:: Exercise objective ::
Copy the part of the items that opens with the line containing "locate: bench seat" and closes with the last line of the items, and add -103 to every coordinate in the answers. Leave all other lines as they are.

:: Named object pointing items ::
--*--

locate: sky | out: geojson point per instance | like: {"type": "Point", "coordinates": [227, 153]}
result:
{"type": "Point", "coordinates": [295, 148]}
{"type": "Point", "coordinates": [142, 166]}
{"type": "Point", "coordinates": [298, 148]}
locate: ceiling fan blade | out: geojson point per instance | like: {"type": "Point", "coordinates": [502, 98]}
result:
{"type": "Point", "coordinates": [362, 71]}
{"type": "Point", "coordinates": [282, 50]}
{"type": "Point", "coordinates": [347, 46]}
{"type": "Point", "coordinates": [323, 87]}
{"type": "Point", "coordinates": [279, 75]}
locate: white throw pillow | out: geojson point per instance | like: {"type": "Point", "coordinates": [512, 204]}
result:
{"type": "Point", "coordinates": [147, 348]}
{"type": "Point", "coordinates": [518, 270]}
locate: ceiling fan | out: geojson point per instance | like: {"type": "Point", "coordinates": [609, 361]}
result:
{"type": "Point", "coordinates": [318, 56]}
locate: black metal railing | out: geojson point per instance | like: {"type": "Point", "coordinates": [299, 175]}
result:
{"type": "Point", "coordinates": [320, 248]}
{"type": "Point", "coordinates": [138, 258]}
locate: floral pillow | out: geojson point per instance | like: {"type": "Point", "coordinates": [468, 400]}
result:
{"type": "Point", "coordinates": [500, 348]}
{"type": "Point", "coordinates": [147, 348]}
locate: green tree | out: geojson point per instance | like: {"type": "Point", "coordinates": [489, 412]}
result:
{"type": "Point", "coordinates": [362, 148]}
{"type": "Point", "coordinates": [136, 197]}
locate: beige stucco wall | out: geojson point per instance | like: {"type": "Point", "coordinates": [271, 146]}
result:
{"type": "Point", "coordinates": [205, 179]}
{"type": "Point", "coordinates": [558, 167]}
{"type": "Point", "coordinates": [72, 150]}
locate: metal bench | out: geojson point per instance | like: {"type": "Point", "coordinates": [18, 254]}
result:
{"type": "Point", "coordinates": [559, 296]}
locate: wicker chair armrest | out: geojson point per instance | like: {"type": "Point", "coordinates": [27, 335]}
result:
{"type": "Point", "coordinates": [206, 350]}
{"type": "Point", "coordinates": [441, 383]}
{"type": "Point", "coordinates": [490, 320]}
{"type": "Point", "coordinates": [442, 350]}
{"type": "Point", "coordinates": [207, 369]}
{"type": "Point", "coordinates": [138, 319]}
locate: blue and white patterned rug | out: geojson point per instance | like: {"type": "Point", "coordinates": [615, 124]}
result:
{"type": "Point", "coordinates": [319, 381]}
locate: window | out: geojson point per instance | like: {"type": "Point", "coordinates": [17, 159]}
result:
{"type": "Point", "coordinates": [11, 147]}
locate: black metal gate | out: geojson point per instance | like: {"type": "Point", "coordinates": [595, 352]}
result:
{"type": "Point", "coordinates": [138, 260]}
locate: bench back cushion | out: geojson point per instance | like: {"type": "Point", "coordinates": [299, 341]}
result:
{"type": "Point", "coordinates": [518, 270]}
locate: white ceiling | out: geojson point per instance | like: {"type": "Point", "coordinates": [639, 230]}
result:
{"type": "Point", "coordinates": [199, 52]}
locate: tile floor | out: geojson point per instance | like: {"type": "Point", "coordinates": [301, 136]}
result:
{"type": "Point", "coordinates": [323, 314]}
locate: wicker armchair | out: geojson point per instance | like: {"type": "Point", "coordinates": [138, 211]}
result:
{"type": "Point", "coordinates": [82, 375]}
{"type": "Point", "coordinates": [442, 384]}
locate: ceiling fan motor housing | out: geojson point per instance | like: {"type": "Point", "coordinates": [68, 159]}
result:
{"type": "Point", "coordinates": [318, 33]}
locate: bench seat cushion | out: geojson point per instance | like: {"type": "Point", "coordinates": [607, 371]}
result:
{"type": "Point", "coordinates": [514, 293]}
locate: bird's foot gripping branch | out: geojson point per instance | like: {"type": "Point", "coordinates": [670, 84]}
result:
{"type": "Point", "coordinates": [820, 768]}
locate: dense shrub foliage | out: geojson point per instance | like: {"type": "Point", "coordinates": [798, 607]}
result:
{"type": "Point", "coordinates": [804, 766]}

--*--

:: Finished exercise ::
locate: bench seat cushion | out: geojson point per instance | like: {"type": "Point", "coordinates": [607, 371]}
result:
{"type": "Point", "coordinates": [411, 190]}
locate: bird's foot gripping branch | out: geojson point per instance | like: {"type": "Point", "coordinates": [670, 84]}
result:
{"type": "Point", "coordinates": [717, 665]}
locate: dense shrub foliage | out: geojson point per instance | like: {"type": "Point", "coordinates": [798, 607]}
result:
{"type": "Point", "coordinates": [701, 663]}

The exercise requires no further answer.